### Task objective
All lines in the material with the string "white" should be listed.

─── Exercise inputs ───

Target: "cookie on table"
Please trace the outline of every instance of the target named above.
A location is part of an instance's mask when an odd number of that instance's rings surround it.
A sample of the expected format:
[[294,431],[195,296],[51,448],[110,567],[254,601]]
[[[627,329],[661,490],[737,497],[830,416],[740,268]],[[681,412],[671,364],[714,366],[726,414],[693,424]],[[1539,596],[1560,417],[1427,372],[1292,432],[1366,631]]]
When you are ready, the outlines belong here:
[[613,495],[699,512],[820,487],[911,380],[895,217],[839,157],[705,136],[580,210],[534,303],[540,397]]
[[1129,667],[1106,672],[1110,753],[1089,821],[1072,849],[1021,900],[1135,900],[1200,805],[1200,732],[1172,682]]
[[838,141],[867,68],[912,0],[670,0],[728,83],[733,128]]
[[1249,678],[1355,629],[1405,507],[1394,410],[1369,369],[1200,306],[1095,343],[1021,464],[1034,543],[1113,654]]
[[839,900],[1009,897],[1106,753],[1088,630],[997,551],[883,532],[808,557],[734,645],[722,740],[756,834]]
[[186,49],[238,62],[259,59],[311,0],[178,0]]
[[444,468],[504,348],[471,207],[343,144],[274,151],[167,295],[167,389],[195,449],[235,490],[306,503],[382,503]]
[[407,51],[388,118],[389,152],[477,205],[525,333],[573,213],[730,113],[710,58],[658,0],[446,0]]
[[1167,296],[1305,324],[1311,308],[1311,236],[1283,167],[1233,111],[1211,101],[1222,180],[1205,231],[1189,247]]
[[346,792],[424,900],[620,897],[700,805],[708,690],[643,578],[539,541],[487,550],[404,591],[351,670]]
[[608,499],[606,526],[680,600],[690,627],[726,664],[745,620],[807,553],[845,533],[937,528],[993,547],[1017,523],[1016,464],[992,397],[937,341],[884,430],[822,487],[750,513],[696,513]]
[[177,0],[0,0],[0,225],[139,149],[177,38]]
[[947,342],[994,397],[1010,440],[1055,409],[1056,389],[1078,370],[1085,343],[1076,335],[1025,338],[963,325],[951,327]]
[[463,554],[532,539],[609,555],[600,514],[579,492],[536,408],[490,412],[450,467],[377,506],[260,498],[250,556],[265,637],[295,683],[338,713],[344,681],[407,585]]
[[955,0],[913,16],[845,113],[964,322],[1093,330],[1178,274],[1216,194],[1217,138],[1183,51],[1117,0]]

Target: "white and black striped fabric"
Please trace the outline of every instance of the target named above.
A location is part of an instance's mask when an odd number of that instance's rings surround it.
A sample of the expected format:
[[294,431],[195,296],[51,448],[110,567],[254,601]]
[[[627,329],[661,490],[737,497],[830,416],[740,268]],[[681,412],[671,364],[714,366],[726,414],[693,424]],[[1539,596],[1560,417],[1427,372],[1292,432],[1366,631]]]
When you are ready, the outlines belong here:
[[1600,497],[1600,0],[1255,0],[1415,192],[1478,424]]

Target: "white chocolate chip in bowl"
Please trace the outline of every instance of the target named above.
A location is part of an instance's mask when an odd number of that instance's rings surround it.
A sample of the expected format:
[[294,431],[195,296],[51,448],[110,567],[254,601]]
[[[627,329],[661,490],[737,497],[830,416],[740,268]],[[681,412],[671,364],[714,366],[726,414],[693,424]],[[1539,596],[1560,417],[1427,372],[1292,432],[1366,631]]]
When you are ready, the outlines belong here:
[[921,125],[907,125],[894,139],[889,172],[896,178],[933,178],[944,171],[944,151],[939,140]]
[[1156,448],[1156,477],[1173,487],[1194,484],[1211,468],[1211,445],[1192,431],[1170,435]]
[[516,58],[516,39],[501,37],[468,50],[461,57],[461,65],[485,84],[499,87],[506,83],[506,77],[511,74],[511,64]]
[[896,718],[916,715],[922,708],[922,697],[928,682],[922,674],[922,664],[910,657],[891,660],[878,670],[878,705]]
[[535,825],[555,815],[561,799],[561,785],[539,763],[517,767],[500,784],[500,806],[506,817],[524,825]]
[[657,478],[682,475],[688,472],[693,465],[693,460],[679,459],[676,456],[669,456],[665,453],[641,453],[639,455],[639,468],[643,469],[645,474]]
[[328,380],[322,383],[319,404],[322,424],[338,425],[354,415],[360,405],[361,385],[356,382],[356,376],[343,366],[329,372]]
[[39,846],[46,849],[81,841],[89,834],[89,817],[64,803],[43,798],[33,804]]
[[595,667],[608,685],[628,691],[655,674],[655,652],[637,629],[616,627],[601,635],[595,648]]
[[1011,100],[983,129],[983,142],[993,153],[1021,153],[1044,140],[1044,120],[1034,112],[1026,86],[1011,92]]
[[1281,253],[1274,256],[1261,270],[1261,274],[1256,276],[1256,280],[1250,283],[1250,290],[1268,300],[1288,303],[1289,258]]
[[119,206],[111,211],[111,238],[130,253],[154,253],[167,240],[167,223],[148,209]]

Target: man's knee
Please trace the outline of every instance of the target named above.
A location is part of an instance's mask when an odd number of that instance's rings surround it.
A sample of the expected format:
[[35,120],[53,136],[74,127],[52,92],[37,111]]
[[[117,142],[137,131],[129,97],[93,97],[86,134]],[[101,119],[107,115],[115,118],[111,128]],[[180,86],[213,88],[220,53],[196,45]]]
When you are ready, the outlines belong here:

───
─── Exercise inputs ───

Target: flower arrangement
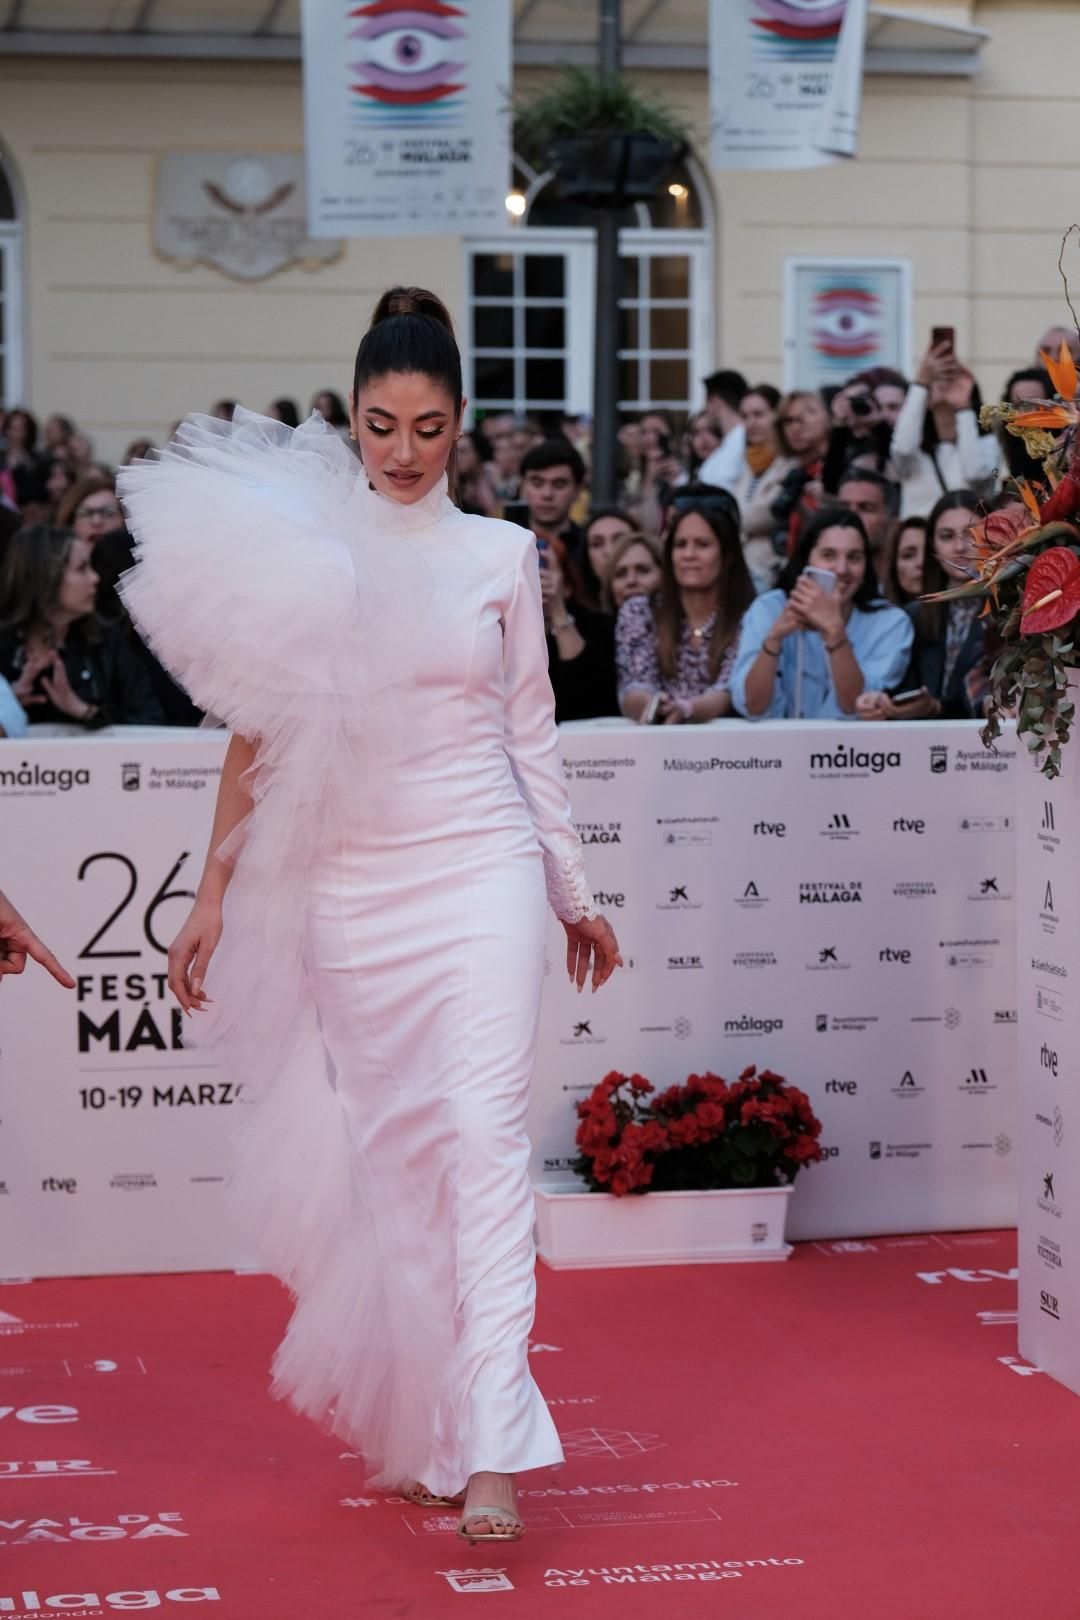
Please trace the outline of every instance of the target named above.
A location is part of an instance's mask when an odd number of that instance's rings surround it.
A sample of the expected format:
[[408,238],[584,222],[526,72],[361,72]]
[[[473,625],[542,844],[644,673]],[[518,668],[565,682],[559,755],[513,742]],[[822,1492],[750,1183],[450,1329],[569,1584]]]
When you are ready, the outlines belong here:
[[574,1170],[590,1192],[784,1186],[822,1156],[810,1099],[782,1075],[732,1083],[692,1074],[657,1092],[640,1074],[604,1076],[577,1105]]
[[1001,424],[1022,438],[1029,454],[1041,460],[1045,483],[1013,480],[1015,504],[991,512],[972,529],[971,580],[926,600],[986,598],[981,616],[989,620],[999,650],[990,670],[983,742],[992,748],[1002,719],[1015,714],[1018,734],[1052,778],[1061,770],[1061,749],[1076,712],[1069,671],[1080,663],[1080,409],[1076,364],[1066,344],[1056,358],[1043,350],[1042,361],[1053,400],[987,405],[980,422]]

───

### Solution to the problem
Target: "white and black striped fabric"
Target: "white chocolate chip in bowl"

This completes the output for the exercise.